**AIM OF THE TASK**:
When you retype the entries, keep each one exact and leave out the pictures.

══════

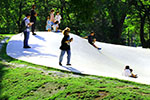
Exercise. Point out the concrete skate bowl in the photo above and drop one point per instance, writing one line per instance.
(85, 59)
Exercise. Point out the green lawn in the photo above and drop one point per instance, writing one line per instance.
(26, 83)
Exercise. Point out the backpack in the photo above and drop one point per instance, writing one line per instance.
(23, 26)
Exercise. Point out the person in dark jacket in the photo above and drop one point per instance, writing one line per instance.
(33, 18)
(65, 47)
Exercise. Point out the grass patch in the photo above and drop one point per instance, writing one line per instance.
(31, 84)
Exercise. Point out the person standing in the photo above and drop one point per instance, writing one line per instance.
(33, 18)
(65, 47)
(58, 17)
(52, 19)
(28, 24)
(48, 24)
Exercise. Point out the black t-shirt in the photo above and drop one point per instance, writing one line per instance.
(65, 46)
(90, 39)
(33, 18)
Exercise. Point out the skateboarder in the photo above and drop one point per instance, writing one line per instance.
(65, 47)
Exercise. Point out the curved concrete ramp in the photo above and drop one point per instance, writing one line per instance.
(110, 61)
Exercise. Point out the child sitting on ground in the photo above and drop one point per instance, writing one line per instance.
(128, 72)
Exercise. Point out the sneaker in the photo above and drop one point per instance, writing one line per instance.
(26, 47)
(68, 64)
(33, 33)
(60, 64)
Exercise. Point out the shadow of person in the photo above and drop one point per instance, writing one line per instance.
(72, 69)
(3, 70)
(40, 38)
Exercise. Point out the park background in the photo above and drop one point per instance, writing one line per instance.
(125, 22)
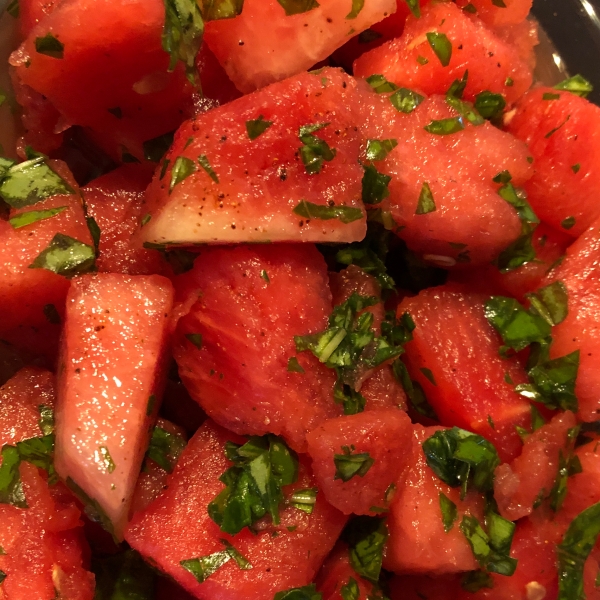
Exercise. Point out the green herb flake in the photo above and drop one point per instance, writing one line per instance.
(576, 85)
(449, 512)
(348, 465)
(65, 256)
(357, 6)
(346, 214)
(262, 466)
(405, 100)
(33, 216)
(350, 590)
(106, 459)
(445, 126)
(164, 448)
(380, 84)
(425, 203)
(182, 168)
(50, 46)
(257, 127)
(304, 499)
(296, 7)
(294, 366)
(379, 149)
(182, 35)
(574, 550)
(441, 45)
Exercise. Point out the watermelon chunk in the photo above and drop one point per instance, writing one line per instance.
(114, 201)
(110, 384)
(32, 300)
(176, 527)
(562, 132)
(116, 85)
(255, 56)
(417, 541)
(580, 273)
(410, 61)
(382, 438)
(529, 477)
(454, 357)
(468, 221)
(243, 306)
(246, 190)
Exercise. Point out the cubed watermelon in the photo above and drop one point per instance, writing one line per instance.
(243, 306)
(235, 174)
(111, 378)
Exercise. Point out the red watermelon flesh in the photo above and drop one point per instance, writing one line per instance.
(176, 527)
(411, 62)
(252, 186)
(385, 435)
(418, 542)
(113, 75)
(562, 132)
(471, 223)
(115, 202)
(110, 383)
(254, 55)
(580, 273)
(247, 303)
(454, 356)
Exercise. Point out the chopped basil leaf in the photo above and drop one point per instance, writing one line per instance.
(182, 168)
(517, 327)
(182, 35)
(415, 8)
(445, 126)
(357, 6)
(304, 499)
(381, 85)
(296, 7)
(196, 339)
(30, 182)
(33, 216)
(46, 422)
(374, 185)
(314, 150)
(50, 46)
(65, 256)
(257, 127)
(379, 149)
(222, 9)
(307, 592)
(164, 448)
(576, 85)
(441, 45)
(489, 105)
(405, 100)
(294, 366)
(11, 488)
(157, 147)
(350, 591)
(551, 302)
(348, 465)
(449, 512)
(346, 214)
(366, 537)
(253, 484)
(573, 551)
(461, 458)
(426, 203)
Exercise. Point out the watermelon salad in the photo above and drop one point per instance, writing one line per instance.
(299, 300)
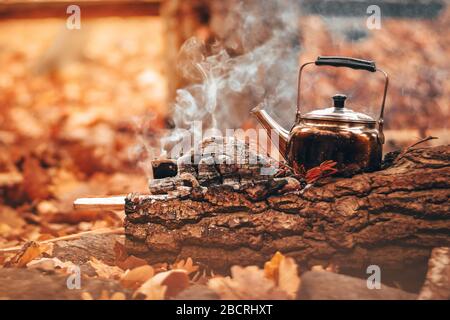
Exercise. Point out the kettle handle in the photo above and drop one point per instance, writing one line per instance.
(353, 63)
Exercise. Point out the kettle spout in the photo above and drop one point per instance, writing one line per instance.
(274, 130)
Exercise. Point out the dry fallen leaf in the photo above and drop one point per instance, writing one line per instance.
(118, 296)
(105, 271)
(246, 283)
(173, 281)
(288, 279)
(188, 265)
(283, 271)
(134, 278)
(30, 251)
(271, 267)
(152, 291)
(86, 296)
(124, 261)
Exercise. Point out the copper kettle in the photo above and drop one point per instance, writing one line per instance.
(353, 139)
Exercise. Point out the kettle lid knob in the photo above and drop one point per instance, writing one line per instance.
(339, 100)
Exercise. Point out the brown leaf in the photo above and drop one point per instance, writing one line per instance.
(188, 265)
(35, 179)
(124, 261)
(283, 271)
(271, 267)
(173, 282)
(288, 279)
(105, 271)
(246, 283)
(133, 279)
(30, 251)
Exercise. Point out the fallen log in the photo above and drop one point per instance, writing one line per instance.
(392, 218)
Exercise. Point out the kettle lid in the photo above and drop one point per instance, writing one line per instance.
(339, 113)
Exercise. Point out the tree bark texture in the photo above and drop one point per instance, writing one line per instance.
(392, 218)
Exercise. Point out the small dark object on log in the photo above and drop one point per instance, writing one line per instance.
(164, 168)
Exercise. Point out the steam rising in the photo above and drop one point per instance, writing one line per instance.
(225, 87)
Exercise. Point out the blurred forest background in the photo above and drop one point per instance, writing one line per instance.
(79, 106)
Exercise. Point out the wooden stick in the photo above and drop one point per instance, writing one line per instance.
(106, 203)
(69, 237)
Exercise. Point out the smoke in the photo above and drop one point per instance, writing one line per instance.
(256, 61)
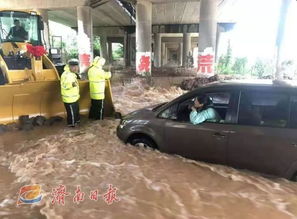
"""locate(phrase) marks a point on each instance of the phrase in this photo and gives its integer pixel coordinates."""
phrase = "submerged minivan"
(258, 130)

══════

**OUTPUT OF THE TASK**:
Exercise. Point out the concrete skate bowl in the photo above and drop one point per instance, writing one line per instance.
(85, 59)
Exercise. Point out the green lawn in the photo above and drop one point per instance, writing one line per instance.
(26, 83)
Exercise. Point out the backpack in the photo above and drop one point per instance, writing one line per instance.
(23, 26)
Exercise. Point out the person in dark jacket in the photo above and drop one point per instance, writing one line per instance.
(33, 18)
(65, 47)
Exercise. Point out the grass patch in the photo above and drop one point per instance, writing one line per instance.
(31, 84)
Exercise. Point out the person standing in the photo above and drop one point per instance, writing one line per instance.
(33, 18)
(65, 47)
(58, 17)
(52, 19)
(28, 24)
(48, 24)
Exercise. Point out the black t-shirt in the photo above and drop one point per instance, writing one line per instance.
(65, 46)
(90, 39)
(33, 18)
Exercise. Point out the skateboarder in the photo above and drop one point per instance, writing one line per instance.
(65, 47)
Exercise. Point out the curved concrete ramp in the photo above and drop one point per instance, writing one line per instance.
(110, 61)
Exercise. Point out the child sitting on ground in the photo above and drop one point per instance, writing one line per instance.
(128, 72)
Exercise. Point out the sneaker in the photo above and drop one point per instance, writing one line per instance.
(26, 47)
(68, 64)
(33, 33)
(60, 64)
Exercise. Point out the shadow of person in the photo above and drop one point per instance, writing one line per instance.
(72, 69)
(3, 70)
(40, 38)
Exercise. Point out the park background in the photo above and drop one point per instance, writing one line per instance.
(125, 22)
Exercise. Point out the green herb flake in the photo above and drop one point per instance, writing one line per instance.
(576, 85)
(449, 512)
(348, 465)
(65, 256)
(357, 6)
(346, 214)
(262, 466)
(405, 100)
(33, 216)
(350, 590)
(106, 459)
(445, 126)
(164, 448)
(380, 84)
(425, 203)
(182, 168)
(50, 46)
(257, 127)
(304, 499)
(296, 7)
(294, 366)
(379, 149)
(182, 35)
(574, 550)
(441, 45)
Exercise. Point out the watermelon chunk in the photo above and drop one point per instance, writing one line per instance.
(114, 201)
(110, 384)
(32, 300)
(176, 527)
(562, 132)
(116, 85)
(255, 56)
(417, 541)
(580, 273)
(410, 61)
(382, 438)
(529, 477)
(454, 357)
(468, 221)
(243, 306)
(246, 190)
Exercise. Point out the cubed watermelon in the photo above and drop one point per instance, writing one line per instance.
(243, 306)
(235, 174)
(111, 378)
Exercise. Point out the red watermelon flesh in the photo above and drop one point per instance, writing one line per instance.
(176, 527)
(411, 62)
(252, 186)
(385, 435)
(418, 542)
(113, 75)
(562, 132)
(471, 223)
(115, 202)
(110, 383)
(254, 55)
(580, 273)
(247, 303)
(454, 356)
Exercise. Point out the chopped basil leaf in the photo above and drop one point per instance, writing one line per instance.
(182, 168)
(517, 327)
(182, 35)
(415, 8)
(445, 126)
(357, 6)
(304, 499)
(381, 85)
(296, 7)
(196, 339)
(30, 182)
(33, 216)
(46, 422)
(374, 185)
(314, 150)
(50, 46)
(65, 256)
(257, 127)
(379, 149)
(222, 9)
(307, 592)
(164, 448)
(576, 85)
(441, 45)
(489, 105)
(405, 100)
(294, 366)
(11, 488)
(157, 147)
(350, 591)
(551, 302)
(348, 465)
(449, 512)
(346, 214)
(366, 537)
(253, 484)
(573, 551)
(461, 458)
(426, 203)
Exercise. Point out the watermelon salad in the photo above and drop one point per instance, writing one line per instance.
(299, 300)
Exercise. Point out the kettle handle in the photo above and drop one point per instance, writing one line per instance.
(353, 63)
Exercise. Point out the kettle spout in the photo above and drop one point per instance, writing one line per instance.
(274, 130)
Exercise. Point out the dry fallen leaf in the photo above and drop one point per instance, writing one line per instance.
(118, 296)
(105, 271)
(246, 283)
(173, 281)
(288, 279)
(188, 265)
(283, 271)
(134, 278)
(30, 251)
(271, 267)
(152, 291)
(86, 296)
(124, 261)
Exercise. Point out the copper kettle in the photo above and drop one point per instance, writing one line per instance.
(353, 139)
Exercise. Point out the kettle lid knob in the photo above and drop one point per instance, writing one line per instance.
(339, 100)
Exercise. Point out the brown leaf in the photo above and drop one point per instance, writing one line per instance.
(188, 265)
(35, 179)
(124, 261)
(283, 271)
(271, 267)
(173, 282)
(288, 279)
(105, 271)
(246, 283)
(133, 279)
(30, 251)
Exercise. Point out the fallen log in the photo above and drop one point per instance, writing one line per instance.
(392, 218)
Exercise. Point out the kettle lid in the photo above and drop one point per instance, writing one line per instance.
(339, 113)
Exercise. Point out the tree bark texture in the photo above and drop one point per instance, writing one line per instance.
(392, 218)
Exercise. Point out the small dark object on log in the photo above and drop one point per instance, writing one line per instance.
(164, 168)
Exercise. Point out the steam rising in the photo above and drop one point per instance, writing one line per instance.
(225, 87)
Exercise. Point out the blurred forest background in the photo above and drop one point per instance, writing one line per instance.
(79, 106)
Exercise. Point out the wooden stick in the photo above and drop one point per instance, writing one line per instance.
(106, 203)
(69, 237)
Exercise. Point out the smoke in the photo above and drop one point per instance, writing one line per instance.
(256, 61)
"""locate(phrase) marks a point on each instance of the phrase in this photo and gives its integer pixel coordinates."""
phrase = "submerged minivan"
(258, 130)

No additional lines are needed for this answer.